TASK REQUIREMENTS ::
Return copies of the lines below that mention "Each".

··· EXERCISE DATA

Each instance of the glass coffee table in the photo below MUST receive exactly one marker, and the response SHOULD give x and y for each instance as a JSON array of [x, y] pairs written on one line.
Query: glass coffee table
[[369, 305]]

······
··· EXERCISE DATA

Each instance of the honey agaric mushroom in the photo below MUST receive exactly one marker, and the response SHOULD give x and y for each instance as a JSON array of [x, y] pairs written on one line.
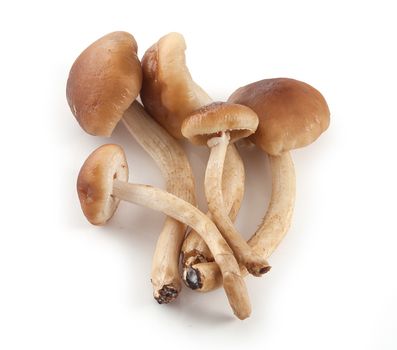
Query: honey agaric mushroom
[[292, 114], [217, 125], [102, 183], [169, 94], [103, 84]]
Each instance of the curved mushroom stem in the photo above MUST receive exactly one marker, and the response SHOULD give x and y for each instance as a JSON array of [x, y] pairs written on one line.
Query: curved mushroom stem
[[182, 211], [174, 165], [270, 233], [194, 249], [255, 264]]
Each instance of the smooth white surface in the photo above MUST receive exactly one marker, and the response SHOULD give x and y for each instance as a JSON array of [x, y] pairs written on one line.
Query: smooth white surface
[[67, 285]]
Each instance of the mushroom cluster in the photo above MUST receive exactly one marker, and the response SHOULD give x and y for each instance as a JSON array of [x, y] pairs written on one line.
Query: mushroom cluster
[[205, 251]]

······

TASK SOLUTION ::
Each instance of the glass coffee table in the photo below MUST receive exactly one marker, and the response SHOULD give x and y for each instance as a JSON array of [x, y] pairs written on one line.
Each instance of the honey agaric mushroom in the photo below MUST receive exactly one marker, and the response SHOULD give x and y for each instance as a JSON array of [x, y] pairs written on one line.
Each instance of the curved mushroom stem in the photo above MUST receive exactly one marker, and the response SHOULD give x and y for each instance as a JSON array of [x, y] pairs written on one line.
Each instance of the smooth white surface in the photo above MUST receive exactly one marker, and the response SHOULD give x and y for each instance as a JSON array of [x, y] pairs written on one line.
Each instance of the mushroom cluster in the photo above MUST receive exactly one marker, and the response SHOULD give x and y for each instance as a JSON array of [x, y] pairs written on one line.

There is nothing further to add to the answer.